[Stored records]

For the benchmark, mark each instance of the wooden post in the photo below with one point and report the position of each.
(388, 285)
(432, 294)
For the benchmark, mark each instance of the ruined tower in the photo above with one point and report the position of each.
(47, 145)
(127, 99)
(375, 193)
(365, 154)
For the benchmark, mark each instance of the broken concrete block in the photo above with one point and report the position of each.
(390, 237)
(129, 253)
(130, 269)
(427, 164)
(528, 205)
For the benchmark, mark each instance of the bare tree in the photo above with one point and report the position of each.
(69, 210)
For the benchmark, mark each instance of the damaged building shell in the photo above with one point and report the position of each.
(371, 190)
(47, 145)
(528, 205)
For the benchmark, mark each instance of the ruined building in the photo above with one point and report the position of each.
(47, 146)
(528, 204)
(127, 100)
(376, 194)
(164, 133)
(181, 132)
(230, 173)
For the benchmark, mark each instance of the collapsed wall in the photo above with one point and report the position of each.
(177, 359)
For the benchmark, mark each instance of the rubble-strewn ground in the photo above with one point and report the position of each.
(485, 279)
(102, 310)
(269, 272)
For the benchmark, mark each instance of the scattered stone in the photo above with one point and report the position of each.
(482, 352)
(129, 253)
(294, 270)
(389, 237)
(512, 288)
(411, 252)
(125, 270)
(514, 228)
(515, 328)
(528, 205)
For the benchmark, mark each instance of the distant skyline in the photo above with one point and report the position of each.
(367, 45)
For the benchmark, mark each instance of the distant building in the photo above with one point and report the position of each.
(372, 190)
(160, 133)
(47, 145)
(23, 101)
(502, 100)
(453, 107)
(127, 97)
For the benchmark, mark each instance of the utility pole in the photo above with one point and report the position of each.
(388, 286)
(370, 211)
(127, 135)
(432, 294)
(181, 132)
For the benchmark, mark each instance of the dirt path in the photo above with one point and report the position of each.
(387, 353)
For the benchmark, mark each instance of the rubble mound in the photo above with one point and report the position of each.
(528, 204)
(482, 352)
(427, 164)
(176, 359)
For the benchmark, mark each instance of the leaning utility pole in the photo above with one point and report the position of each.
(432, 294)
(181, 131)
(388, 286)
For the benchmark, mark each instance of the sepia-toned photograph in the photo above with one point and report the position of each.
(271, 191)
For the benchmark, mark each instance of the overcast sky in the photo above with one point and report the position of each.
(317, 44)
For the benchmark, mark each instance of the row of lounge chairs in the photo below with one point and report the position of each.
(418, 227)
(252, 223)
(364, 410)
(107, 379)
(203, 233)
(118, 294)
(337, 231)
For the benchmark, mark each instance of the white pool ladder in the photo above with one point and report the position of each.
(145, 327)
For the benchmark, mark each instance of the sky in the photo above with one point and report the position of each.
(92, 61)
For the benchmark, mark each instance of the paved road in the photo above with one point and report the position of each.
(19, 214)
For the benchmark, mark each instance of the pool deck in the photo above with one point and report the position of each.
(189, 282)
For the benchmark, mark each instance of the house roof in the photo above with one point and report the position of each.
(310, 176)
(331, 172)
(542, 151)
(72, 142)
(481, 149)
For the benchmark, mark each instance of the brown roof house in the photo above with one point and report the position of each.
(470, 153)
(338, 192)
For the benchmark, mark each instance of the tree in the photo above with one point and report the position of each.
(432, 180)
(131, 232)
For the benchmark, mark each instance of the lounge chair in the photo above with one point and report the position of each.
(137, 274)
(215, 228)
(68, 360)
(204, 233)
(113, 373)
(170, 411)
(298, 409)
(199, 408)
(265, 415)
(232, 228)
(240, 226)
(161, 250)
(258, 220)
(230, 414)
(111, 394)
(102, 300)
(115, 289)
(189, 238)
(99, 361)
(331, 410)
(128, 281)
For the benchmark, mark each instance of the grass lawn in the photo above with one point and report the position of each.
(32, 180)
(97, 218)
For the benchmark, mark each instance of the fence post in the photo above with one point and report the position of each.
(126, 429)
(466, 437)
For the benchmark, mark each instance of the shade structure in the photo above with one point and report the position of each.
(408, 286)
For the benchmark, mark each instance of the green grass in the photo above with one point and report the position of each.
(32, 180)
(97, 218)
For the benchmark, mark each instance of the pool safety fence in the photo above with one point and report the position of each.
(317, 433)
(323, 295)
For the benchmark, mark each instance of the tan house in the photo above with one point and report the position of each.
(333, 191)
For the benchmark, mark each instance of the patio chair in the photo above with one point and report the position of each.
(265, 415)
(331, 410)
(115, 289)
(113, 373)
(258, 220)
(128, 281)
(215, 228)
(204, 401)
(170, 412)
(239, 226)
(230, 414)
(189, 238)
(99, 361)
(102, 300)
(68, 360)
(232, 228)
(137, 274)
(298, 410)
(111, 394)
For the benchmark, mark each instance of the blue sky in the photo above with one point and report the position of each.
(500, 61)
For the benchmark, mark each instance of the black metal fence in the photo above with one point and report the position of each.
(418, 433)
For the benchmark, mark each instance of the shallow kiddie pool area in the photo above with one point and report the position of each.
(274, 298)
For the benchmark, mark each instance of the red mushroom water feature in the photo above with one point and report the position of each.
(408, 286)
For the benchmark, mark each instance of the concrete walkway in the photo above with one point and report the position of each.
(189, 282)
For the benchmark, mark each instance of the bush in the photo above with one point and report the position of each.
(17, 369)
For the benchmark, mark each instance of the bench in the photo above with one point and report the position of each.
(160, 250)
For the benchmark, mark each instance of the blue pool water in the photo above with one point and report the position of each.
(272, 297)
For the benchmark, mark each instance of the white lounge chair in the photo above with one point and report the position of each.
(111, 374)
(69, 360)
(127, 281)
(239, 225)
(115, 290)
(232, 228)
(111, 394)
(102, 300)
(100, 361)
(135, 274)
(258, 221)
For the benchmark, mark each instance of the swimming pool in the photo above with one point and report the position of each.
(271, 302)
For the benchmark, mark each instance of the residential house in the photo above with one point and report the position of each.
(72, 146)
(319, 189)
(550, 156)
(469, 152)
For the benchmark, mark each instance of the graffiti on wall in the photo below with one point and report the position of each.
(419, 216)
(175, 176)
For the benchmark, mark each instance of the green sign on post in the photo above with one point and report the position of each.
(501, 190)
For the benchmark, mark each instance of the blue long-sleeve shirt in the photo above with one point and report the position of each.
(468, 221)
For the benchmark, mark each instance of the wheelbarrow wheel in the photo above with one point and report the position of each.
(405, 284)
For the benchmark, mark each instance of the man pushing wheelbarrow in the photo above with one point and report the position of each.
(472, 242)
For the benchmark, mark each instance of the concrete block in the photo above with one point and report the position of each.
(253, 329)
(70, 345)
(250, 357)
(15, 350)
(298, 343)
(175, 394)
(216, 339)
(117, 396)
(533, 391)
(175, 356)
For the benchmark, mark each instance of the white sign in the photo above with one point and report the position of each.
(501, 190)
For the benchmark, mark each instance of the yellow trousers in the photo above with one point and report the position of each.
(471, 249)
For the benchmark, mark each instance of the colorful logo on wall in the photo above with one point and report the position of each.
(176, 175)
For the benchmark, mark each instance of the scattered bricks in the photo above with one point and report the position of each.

**OBJECTIVE:** Copy out every line of the listing above, word for word.

**TASK OUTPUT:**
For the benchmark, mark each instance of the wooden post in the photo below with one point and report the position of each.
(388, 285)
(432, 294)
For the benchmark, mark each instance of the ruined tower in the photo above with one point and report the position of each.
(47, 145)
(127, 99)
(375, 193)
(365, 154)
For the benchmark, mark each instance of the broken concrete block in the photo above with one point and report the position of each.
(390, 237)
(129, 253)
(130, 269)
(427, 164)
(528, 205)
For the benchmark, mark each instance of the bare tree in the photo above with one point and report the position of each.
(69, 210)
For the benchmark, mark each instance of the damaged building shell in the photo above with one point and report the position of each.
(371, 190)
(47, 145)
(528, 205)
For the benchmark, mark each instance of the ruined building in the photo above with one point and report the position of each.
(47, 146)
(528, 204)
(127, 100)
(376, 194)
(164, 133)
(181, 132)
(230, 173)
For the benchmark, mark each instance of the collapsed wall in the photo above with one point and report the position of each.
(177, 359)
For the benchmark, mark each instance of the rubble-strewn ground in the photo above with one point and report the position of each.
(485, 279)
(102, 310)
(269, 272)
For the benchmark, mark each instance of the scattered stone in the photo above with one point and report the position of each.
(482, 352)
(129, 253)
(294, 270)
(389, 237)
(512, 288)
(411, 252)
(125, 270)
(514, 228)
(515, 328)
(528, 205)
For the benchmark, mark each instance of the distant skyline in the photo above with one point and report the position of each.
(367, 45)
For the benchmark, mark each instance of the distant building in the photo above with one point and report the position of each.
(372, 190)
(160, 133)
(47, 145)
(23, 101)
(502, 100)
(453, 107)
(127, 97)
For the benchmark, mark each instance of the utility pole in the photo above with one point and report the position of each.
(388, 286)
(370, 211)
(127, 135)
(432, 294)
(181, 132)
For the benchmark, mark each instance of the dirt path in the photo above with one point and report the position of each.
(387, 353)
For the benchmark, mark each instance of the rubble mound in the photo above with one point and report the position of each.
(528, 204)
(482, 352)
(427, 164)
(176, 359)
For the benchmark, mark each instance of the leaning utility pole in the photo above with one point and report the position of each.
(432, 294)
(181, 131)
(388, 286)
For the benchmark, mark each instance of the sepia-toned photograph in the photo above with one point and report the position of each.
(271, 191)
For the benchmark, mark each instance of the overcast sky in the photo above with one point and report the position of each.
(317, 44)
For the benchmark, mark each instance of the row of lounge chairs in the photo below with one point and report the position of each.
(418, 227)
(252, 223)
(364, 410)
(107, 379)
(203, 233)
(118, 294)
(337, 231)
For the benchmark, mark each instance of the white pool ladder in the photo above with one point and report the position of each.
(145, 327)
For the benchmark, mark each instance of the sky in the photo above with one point and report the position of each.
(92, 61)
For the benchmark, mark each instance of the paved road in the photo above with one point and report the position of each.
(19, 214)
For the benchmark, mark each instance of the pool deck in the photo above with one point and report the position of each.
(189, 282)
For the benchmark, mark each instance of the house roof in the photo above with one point and report the position of each.
(310, 176)
(331, 172)
(542, 151)
(72, 142)
(481, 149)
For the benchmark, mark each instance of the brown roof house in the photo above with one point and report the position of each.
(470, 153)
(338, 192)
For the benchmark, mark each instance of the tree in the photo above with one point and report the position of each.
(432, 180)
(131, 232)
For the benchmark, mark each instance of the lounge chair in the photo above with one point and report the position of each.
(137, 274)
(215, 228)
(68, 360)
(204, 233)
(113, 373)
(170, 411)
(298, 409)
(199, 408)
(265, 415)
(232, 228)
(240, 226)
(161, 250)
(258, 220)
(230, 414)
(111, 394)
(102, 300)
(115, 289)
(189, 238)
(99, 361)
(331, 410)
(128, 281)
For the benchmark, mark each instance of the grass lawn in the photo above with one point and report the position of each.
(32, 180)
(97, 218)
For the benchmark, mark each instance of the fence post in the photo above with one point and report the position of each.
(126, 429)
(466, 437)
For the benchmark, mark each instance of the shade structure in the photo above with one point and report the position of each.
(408, 286)
For the benchmark, mark each instance of the green grass in the photo above with one point and report the position of each.
(32, 180)
(97, 218)
For the benchmark, mark each instance of the pool safety fence in the photo above with one point and report the position of each.
(317, 433)
(323, 295)
For the benchmark, mark each instance of the tan house in the photo above with one point and report the position of each.
(333, 191)
For the benchmark, mark each instance of the patio chair in the photo above with one point and report the position of each.
(265, 415)
(331, 410)
(115, 289)
(113, 373)
(258, 220)
(128, 281)
(215, 228)
(204, 401)
(170, 412)
(239, 226)
(230, 414)
(189, 238)
(99, 361)
(102, 300)
(68, 360)
(232, 228)
(137, 274)
(298, 410)
(111, 394)
For the benchmark, mark each instance of the blue sky in the photo above with one point and report the position of each.
(500, 61)
For the benchmark, mark each instance of the black metal fence in the photo above with one point and report the position of each.
(418, 433)
For the benchmark, mark each instance of the shallow kiddie pool area in the photo above with one point and report the position of each.
(274, 298)
For the benchmark, mark each instance of the red mushroom water feature in the photo above with one point and report the position of each.
(408, 286)
For the benchmark, mark each instance of the concrete walkway in the photo above with one point and report the position of each.
(189, 282)
For the benchmark, mark each instance of the bush in the photo above with one point and report the position of each.
(17, 369)
For the benchmark, mark each instance of the bench in the photo above with one point and report the position of each.
(160, 250)
For the benchmark, mark each instance of the blue pool water in the photo above with one point and report the position of each.
(272, 297)
For the benchmark, mark each instance of the white lounge chair in the photo above with one point and report the position of each.
(111, 374)
(69, 360)
(127, 281)
(239, 225)
(115, 290)
(232, 228)
(111, 394)
(102, 300)
(100, 361)
(135, 274)
(258, 221)
For the benchmark, mark each instance of the swimming pool in the photo above with one point and report the position of each.
(271, 302)
For the benchmark, mark each instance of the residential house in the photo above with one point and report the position of each.
(72, 146)
(319, 189)
(550, 156)
(469, 152)
For the benchmark, mark each instance of the graffiti on wall in the photo below with one point and report the position of each.
(419, 216)
(175, 176)
For the benchmark, mark each instance of the green sign on post in the photo above with one point and report the position of each.
(501, 190)
For the benchmark, mark each instance of the blue long-sleeve shirt in the photo above with one point and report the position of each.
(468, 221)
For the benchmark, mark each instance of the wheelbarrow wheel in the photo above with one point and report the position of each.
(405, 284)
For the benchmark, mark each instance of the man pushing wheelbarrow in the photo above with one point and report the position of each.
(472, 242)
For the benchmark, mark each instance of the concrete block in the photo above with one point and report the position of each.
(253, 329)
(70, 345)
(250, 357)
(15, 350)
(298, 343)
(175, 394)
(216, 339)
(117, 396)
(533, 391)
(175, 356)
For the benchmark, mark each instance of the white sign in the photo above with one point and report the position of each.
(501, 190)
For the benchmark, mark each instance of the yellow trousers in the photo above with one point and report the position of each.
(471, 249)
For the benchmark, mark each instance of the colorful logo on wall in the photo above with one point and report the position of each.
(176, 175)
For the benchmark, mark each instance of the scattered bricks in the photo above with one point and report the position of each.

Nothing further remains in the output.